TEXTO PARA LEER:
..........
Es conocido el papel que tuvo Villaurrutia en la edición de la controversial Antología de la poesía mexicana moderna (1928) -firmada por Jorge Cuesta pero elaborada por varios miembros de los Contemporáneos-, que tanta urticaria provocó en los escritores nacionalistas que defendían un arte de corte social y raigambre viril, comprometido con los ideales de la Revolución mexicana. En aquella muestra podemos encontrar un antecedente directo, aunque muy diferente, de la labor de Villaurrutia como antólogo, muy consciente de las funciones que cumplen las antologías dentro del sistema literario. Los Contemporáneos utilizaron la antología como instrumento para replantear la visión de la poesía mexicana, refundarla en más de un aspecto, defender la universalidad de la cultura mexicana y, por supuesto, para exhibir y elevar los nombres de los miembros del grupo de cara a la posteridad, como un movimiento de vanguardia que sin embargo pertenece a una tradición de modernidad. De modo que si alguien era consciente de las implicaciones y repercusiones que una selección antológica podía tener en el entorno cultural, ése era Xavier Villaurrutia.
..........
MATERIAL DE TRABAJO:

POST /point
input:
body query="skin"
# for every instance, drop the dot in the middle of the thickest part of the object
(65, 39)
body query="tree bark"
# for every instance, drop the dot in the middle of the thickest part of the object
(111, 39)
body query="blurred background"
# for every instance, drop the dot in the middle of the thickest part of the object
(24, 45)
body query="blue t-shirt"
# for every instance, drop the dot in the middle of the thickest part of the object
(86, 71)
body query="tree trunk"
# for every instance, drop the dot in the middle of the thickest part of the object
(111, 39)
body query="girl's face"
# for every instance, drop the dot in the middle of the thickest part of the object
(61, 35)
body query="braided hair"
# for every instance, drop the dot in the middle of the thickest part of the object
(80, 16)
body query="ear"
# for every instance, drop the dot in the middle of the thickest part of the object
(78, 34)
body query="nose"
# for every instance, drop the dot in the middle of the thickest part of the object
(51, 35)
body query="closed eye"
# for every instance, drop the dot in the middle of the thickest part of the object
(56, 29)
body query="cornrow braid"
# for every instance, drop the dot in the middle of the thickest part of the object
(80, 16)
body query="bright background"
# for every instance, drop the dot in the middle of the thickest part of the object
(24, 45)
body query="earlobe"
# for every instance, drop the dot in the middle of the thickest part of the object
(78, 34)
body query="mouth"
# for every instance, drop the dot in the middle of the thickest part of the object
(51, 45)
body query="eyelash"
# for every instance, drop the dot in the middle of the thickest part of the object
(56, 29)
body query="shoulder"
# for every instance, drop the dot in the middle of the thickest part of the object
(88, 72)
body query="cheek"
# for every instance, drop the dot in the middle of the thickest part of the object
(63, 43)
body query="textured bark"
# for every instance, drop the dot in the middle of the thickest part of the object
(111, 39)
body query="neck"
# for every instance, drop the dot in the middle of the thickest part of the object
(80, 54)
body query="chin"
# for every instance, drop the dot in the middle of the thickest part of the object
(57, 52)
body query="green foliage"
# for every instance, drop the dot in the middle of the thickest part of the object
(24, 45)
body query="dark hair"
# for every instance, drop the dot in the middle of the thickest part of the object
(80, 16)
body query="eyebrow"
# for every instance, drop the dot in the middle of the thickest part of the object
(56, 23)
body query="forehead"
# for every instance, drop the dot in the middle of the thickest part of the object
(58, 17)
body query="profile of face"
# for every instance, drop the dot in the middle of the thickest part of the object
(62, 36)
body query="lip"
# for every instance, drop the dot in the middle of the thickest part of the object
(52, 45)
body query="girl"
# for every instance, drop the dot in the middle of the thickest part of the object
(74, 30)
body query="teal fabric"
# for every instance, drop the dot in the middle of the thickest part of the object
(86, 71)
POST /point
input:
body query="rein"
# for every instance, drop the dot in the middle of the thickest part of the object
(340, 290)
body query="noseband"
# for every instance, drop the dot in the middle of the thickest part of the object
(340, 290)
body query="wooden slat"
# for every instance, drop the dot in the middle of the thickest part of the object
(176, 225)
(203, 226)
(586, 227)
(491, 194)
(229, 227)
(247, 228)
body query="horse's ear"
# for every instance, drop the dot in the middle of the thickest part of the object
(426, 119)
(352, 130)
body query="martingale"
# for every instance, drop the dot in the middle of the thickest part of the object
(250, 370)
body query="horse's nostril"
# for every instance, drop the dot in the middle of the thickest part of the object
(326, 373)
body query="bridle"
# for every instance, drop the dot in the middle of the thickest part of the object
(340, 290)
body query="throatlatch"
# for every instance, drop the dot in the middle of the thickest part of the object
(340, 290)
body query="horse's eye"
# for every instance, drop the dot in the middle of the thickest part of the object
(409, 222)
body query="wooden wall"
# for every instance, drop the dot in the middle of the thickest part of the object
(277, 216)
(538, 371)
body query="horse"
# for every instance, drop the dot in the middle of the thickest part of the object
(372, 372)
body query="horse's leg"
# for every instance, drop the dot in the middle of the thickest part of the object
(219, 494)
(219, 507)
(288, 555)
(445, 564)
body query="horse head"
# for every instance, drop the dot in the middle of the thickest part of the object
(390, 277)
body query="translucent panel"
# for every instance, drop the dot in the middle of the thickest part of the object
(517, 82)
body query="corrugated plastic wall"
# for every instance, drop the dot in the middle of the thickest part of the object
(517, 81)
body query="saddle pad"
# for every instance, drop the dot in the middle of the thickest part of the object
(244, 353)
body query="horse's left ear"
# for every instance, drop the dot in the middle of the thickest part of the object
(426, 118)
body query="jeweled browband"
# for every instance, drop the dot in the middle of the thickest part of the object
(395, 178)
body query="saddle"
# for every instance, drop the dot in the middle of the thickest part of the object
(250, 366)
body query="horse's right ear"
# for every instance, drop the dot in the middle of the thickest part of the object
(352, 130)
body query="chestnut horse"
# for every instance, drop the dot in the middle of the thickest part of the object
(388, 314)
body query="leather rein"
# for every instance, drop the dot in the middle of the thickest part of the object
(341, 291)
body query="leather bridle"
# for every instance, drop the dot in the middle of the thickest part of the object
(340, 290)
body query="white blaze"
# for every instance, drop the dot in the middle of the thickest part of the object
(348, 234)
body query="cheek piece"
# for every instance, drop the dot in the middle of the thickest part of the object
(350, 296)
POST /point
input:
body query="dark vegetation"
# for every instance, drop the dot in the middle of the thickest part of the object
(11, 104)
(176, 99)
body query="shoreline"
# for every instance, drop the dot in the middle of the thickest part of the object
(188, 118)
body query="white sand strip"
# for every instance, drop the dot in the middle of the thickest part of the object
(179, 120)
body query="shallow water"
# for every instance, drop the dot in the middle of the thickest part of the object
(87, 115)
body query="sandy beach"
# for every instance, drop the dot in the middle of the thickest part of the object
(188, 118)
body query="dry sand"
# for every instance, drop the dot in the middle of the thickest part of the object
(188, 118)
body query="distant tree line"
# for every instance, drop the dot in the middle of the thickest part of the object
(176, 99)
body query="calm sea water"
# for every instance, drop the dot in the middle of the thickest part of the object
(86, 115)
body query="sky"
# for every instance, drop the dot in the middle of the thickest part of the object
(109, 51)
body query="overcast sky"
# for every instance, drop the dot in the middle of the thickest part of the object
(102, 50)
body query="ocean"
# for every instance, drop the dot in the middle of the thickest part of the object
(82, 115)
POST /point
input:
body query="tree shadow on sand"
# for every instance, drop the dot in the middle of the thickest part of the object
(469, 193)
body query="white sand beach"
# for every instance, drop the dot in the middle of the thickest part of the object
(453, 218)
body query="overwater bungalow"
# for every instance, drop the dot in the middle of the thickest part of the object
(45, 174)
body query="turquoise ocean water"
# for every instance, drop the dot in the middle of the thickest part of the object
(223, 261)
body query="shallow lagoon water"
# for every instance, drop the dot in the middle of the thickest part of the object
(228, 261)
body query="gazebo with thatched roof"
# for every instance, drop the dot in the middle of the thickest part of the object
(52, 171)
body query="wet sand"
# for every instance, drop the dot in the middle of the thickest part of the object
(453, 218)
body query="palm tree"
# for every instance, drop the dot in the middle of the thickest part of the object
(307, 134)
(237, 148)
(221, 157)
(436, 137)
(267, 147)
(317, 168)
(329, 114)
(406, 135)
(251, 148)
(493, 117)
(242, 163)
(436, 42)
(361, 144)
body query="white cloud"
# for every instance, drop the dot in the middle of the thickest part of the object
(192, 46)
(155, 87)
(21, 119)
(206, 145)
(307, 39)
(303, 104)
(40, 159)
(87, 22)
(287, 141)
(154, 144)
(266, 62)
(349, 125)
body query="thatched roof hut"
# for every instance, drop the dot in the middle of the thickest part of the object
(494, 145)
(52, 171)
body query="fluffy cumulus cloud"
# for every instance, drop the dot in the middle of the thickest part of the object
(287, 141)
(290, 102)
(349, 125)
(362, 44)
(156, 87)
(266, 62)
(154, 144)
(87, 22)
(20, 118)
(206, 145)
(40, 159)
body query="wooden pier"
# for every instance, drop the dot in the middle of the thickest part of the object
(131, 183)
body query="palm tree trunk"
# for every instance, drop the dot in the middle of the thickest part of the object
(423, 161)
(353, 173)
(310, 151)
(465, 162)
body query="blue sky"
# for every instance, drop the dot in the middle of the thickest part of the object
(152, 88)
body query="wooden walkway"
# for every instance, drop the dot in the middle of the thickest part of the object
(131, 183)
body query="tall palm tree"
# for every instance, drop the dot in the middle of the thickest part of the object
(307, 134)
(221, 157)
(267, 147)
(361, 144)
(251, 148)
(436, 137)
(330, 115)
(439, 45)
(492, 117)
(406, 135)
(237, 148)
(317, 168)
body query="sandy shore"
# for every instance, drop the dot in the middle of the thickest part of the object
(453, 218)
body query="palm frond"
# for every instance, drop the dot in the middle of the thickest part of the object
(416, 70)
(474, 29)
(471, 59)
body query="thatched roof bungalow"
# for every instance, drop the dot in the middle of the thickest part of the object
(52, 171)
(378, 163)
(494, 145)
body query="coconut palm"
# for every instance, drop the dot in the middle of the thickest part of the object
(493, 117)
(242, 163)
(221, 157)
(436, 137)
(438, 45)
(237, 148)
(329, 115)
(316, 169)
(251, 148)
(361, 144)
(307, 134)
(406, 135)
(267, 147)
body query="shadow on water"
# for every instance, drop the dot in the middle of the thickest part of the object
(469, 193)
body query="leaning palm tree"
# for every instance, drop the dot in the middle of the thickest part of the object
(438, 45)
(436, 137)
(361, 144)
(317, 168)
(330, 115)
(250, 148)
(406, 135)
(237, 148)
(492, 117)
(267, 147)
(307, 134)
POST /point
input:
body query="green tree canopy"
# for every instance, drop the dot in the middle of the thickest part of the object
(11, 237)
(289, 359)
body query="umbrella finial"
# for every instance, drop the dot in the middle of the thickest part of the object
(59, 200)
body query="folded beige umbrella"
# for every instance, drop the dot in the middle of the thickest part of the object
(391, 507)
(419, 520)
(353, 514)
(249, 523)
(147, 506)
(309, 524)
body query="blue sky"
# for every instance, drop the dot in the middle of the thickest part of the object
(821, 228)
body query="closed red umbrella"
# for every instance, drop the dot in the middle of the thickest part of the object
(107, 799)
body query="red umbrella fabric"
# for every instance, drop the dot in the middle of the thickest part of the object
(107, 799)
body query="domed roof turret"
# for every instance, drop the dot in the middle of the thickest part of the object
..........
QUÉ HACER:
a) Filtra las entradas y copia cada línea que contenga la cadena "dark". Ten en cuenta que se distinguen mayúsculas y minúsculas.
b) Prosigue el texto sobre Villaurrutia como antólogo, empezando justo después de su última oración.
El texto y las entradas no guardan ninguna relación entre sí.

RESPUESTAS:
a)
body query="dark hair"
body query="dark vegetation"

b)
También es bastante conocida la historia de cómo Paz propone la creación de una antología de poesía hispanoamericana, idea que conduce a la edición de Laurel a cargo de los españoles Emilio Prados y Juan Gil-Albert y de los mexicanos Xavier Villaurrutia y Octavio Paz. Este último es quien en el célebre epílogo de la segunda edición reafirma, pese al ideal de construcción conjunta e intercontinental de la antología, el papel de los mexicanos en su configuración y ratifica las funciones directivas de su maestro: “Xavier Villaurrutia fue, primordialmente, el autor de la antología Laurel. Yo fui su colaborador más cercano” (486).

Sin la rigurosa exhaustividad del trabajo de Federico de Onís ¹ y no exenta de una polémica marcada, sobre todo, por las reacciones del autoexcluido Neruda, la antología cumplió su cometido. García Morales sintetiza el balance del libro en términos de los objetivos planteados y los resultados alcanzados:

Los antólogos de Laurel ven las cosas como poetas: buscan un público no especializado, prescinden de información erudita, se reducen a 38 autores, tratando de dar una muestra relativamente completa de cada uno, sin excluir, por cierto, y como suele ser habitual en las antologías líricas, los poemas extensos: conceden un claro protagonismo a españoles y mexicanos; y se centran en el final de la vanguardia (De Menéndez Pelayo a Laurel, 208).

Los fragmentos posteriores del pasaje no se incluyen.